ECR stelt op haar beurt dat [eisende partij in conventie, verwerende partij in reconventie] tekort schiet in zijn verplichting uit de leningsovereenkomst om de jaarrekeningen goed te keuren. Volgens ECR is zij voor het verkrijgen van financiering afhankelijk van het goedkeuren van de jaarrekeningen door [eisende partij in conventie, verwerende partij in reconventie]. Met die financiering wil ECR het resort verder ontwikkelen en investeren om met de te behalen positieve bedrijfsresultaten de koopsom van de aandelen te betalen. Volgens ECR frustreert [eisende partij in conventie, verwerende partij in reconventie] dat proces. ECR heeft vaak bij [eisende partij in conventie, verwerende partij in reconventie] aangedrongen om de jaarrekeningen goed te keuren, maar [eisende partij in conventie, verwerende partij in reconventie] werkt daar niet aan mee. Omdat [eisende partij in conventie, verwerende partij in reconventie] zich onvoldoende heeft ingespannen om de jaarrekeningen goed te keuren, schiet hij tekort in de nakoming van zijn verplichting op grond van de leningsovereenkomst om de jaarrekeningen goed te keuren en verkeert [eisende partij in conventie, verwerende partij in reconventie] in schuldeisersverzuim.
[eisende partij in conventie, verwerende partij in reconventie] moet zijn verplichting uit de leningsovereenkomst nakomen
3.15.
Het is tussen partijen niet in geschil dat [eisende partij in conventie, verwerende partij in reconventie] op grond van de leningsovereenkomst de jaarrekeningen van LAI en Leosie N.V. tot en met het jaar 2020 moet goedkeuren. Het is eveneens niet in geschil dat ECR concepten van goed te keuren jaarrekeningen aan [eisende partij in conventie, verwerende partij in reconventie] heeft verstrekt.
3.16.

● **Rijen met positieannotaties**
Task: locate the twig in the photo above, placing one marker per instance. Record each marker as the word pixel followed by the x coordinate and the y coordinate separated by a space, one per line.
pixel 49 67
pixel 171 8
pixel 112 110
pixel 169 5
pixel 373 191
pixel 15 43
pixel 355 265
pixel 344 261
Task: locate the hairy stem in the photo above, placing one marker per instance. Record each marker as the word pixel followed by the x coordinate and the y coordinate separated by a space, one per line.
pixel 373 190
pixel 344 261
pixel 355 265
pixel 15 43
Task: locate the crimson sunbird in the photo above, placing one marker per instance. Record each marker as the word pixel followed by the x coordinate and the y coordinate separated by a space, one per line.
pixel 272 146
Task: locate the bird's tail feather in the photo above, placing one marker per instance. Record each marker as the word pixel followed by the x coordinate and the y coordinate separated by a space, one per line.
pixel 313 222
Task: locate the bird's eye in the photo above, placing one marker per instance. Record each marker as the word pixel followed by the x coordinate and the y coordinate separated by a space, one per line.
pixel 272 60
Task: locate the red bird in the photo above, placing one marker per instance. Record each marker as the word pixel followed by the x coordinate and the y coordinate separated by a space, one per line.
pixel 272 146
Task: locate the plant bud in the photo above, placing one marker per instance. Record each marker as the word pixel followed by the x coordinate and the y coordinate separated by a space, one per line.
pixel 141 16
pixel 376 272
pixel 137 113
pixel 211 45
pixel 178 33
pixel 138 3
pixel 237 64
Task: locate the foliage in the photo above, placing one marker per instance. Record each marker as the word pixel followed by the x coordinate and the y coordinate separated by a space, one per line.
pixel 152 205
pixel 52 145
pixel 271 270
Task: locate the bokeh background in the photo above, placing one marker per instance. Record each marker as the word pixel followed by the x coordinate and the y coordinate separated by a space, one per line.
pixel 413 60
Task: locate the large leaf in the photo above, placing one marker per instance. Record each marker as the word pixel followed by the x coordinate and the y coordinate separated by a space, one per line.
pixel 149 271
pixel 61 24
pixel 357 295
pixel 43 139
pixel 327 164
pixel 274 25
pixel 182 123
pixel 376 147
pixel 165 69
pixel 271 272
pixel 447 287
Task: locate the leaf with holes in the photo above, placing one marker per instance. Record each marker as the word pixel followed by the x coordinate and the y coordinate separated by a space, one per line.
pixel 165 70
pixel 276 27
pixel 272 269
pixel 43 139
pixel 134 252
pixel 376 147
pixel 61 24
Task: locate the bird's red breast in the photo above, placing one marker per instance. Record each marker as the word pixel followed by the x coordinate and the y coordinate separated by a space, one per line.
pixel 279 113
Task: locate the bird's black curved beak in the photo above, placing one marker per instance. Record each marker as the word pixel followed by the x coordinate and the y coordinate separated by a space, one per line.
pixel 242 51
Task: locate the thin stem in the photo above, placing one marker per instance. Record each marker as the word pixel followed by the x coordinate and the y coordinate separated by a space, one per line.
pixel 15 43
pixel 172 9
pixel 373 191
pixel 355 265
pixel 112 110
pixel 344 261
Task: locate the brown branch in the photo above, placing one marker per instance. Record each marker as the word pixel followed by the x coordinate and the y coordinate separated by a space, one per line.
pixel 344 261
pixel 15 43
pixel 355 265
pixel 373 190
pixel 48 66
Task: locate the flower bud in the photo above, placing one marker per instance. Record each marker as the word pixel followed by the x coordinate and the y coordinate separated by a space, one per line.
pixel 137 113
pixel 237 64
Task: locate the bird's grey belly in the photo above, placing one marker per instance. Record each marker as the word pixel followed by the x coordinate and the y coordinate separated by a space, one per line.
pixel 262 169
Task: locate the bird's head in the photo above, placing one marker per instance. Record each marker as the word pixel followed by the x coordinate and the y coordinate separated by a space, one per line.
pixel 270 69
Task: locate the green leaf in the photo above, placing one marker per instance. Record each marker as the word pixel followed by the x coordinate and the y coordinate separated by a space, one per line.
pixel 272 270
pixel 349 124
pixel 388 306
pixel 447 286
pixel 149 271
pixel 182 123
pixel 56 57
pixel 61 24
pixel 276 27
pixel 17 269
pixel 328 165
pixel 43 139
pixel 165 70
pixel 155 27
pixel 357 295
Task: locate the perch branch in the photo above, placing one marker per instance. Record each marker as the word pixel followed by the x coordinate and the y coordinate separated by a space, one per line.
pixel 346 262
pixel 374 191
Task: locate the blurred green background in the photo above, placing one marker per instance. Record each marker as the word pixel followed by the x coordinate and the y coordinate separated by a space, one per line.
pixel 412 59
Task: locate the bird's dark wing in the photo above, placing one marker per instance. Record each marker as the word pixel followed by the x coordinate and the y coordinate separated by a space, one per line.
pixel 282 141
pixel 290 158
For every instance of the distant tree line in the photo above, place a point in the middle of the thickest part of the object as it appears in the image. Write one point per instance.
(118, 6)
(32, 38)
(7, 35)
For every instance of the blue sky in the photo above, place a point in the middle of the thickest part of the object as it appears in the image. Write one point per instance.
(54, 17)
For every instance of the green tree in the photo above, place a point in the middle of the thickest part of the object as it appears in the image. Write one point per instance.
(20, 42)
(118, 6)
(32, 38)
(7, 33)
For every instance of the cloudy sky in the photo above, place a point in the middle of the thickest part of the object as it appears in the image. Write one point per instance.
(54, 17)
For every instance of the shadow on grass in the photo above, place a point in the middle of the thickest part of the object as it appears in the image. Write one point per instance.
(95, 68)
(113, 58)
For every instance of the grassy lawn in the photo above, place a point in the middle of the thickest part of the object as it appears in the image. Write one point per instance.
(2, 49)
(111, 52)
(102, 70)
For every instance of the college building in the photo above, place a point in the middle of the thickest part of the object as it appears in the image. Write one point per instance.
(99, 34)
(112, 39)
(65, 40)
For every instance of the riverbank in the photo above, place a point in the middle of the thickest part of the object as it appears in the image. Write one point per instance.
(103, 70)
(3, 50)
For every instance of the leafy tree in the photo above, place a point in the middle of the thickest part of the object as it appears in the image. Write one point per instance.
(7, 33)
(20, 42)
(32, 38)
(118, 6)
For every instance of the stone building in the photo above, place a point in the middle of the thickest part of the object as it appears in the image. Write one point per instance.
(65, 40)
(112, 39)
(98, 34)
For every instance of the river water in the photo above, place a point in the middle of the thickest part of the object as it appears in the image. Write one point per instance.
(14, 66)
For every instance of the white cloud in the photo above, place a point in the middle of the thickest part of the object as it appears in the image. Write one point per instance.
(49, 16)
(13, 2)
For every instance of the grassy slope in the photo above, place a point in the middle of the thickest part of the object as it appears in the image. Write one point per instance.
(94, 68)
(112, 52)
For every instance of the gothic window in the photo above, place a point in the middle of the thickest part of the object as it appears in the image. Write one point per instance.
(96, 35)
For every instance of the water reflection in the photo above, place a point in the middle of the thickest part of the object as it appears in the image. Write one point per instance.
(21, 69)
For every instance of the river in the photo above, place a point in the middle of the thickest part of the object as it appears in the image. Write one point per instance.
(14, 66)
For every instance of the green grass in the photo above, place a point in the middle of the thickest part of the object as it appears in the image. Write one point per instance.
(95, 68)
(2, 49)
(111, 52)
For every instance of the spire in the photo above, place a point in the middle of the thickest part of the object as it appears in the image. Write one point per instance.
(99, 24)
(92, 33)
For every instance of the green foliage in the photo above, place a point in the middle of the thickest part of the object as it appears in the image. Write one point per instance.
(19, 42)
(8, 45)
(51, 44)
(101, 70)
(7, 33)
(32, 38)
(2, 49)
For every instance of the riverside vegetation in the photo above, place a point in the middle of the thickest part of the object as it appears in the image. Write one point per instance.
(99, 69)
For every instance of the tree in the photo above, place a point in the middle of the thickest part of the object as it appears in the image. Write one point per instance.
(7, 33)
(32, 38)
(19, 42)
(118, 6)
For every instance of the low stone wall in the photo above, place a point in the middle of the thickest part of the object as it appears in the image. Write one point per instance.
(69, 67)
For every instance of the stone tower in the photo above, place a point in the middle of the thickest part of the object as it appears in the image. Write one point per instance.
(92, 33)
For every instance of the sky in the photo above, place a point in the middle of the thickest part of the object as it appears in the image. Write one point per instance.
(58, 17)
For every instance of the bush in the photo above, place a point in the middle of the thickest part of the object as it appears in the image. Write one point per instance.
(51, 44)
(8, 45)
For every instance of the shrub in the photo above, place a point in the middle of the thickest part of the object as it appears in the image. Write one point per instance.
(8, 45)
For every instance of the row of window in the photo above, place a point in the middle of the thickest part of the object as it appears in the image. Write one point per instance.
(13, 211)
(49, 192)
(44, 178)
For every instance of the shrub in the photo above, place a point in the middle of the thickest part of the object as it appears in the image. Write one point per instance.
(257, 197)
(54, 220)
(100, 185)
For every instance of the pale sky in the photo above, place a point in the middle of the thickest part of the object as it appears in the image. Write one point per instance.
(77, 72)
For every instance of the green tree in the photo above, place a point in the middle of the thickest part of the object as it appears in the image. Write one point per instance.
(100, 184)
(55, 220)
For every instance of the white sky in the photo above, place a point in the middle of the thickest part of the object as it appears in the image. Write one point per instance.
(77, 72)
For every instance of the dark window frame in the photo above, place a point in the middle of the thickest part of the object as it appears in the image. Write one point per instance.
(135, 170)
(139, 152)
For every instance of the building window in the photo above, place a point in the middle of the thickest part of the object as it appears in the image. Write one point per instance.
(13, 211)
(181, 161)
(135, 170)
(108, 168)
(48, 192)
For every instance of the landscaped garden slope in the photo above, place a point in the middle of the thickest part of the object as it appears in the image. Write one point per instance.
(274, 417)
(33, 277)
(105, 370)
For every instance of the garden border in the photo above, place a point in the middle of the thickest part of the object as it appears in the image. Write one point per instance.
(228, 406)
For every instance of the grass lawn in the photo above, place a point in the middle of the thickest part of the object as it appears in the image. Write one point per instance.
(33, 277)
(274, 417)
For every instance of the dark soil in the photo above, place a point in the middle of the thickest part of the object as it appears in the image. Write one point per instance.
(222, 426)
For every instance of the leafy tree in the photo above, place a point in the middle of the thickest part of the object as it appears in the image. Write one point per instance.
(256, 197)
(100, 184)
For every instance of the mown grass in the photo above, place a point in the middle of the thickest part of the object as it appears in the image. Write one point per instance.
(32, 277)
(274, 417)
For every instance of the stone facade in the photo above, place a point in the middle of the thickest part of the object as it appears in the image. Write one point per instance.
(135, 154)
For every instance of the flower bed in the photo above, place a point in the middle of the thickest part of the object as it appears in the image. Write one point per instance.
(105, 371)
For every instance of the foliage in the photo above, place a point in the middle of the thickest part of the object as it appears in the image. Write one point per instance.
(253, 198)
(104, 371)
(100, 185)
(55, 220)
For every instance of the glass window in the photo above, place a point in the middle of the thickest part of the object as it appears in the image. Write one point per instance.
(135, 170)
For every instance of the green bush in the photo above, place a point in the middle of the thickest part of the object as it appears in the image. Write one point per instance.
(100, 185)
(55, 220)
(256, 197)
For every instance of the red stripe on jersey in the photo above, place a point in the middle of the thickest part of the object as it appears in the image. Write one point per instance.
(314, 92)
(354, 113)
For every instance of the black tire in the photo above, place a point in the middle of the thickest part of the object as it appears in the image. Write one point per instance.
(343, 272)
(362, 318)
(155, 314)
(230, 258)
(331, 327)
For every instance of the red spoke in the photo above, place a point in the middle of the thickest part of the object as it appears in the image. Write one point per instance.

● **Korte opgave A**
Waarvoor is ECR volgens het tekstfragment afhankelijk van de goedkeuring van de jaarrekeningen?
● **Korte opgave B**
Som alles op wat ECR volgens het tekstfragment met de financiering wil doen.
● **Korte opgave C**
Neem het gedeelte van het tekstfragment vanaf "Het is tussen" tot en met "reconventie] heeft verstrekt." letterlijk over.
De rijen zijn voor de opdrachten niet van belang.

● **Oplossing A**
Voor het verkrijgen van financiering.

● **Oplossing B**
- het resort verder ontwikkelen
- investeren
- met de te behalen positieve bedrijfsresultaten de koopsom van de aandelen betalen

● **Oplossing C**
Het is tussen partijen niet in geschil dat [eisende partij in conventie, verwerende partij in reconventie] op grond van de leningsovereenkomst de jaarrekeningen van LAI en Leosie N.V. tot en met het jaar 2020 moet goedkeuren. Het is eveneens niet in geschil dat ECR concepten van goed te keuren jaarrekeningen aan [eisende partij in conventie, verwerende partij in reconventie] heeft verstrekt.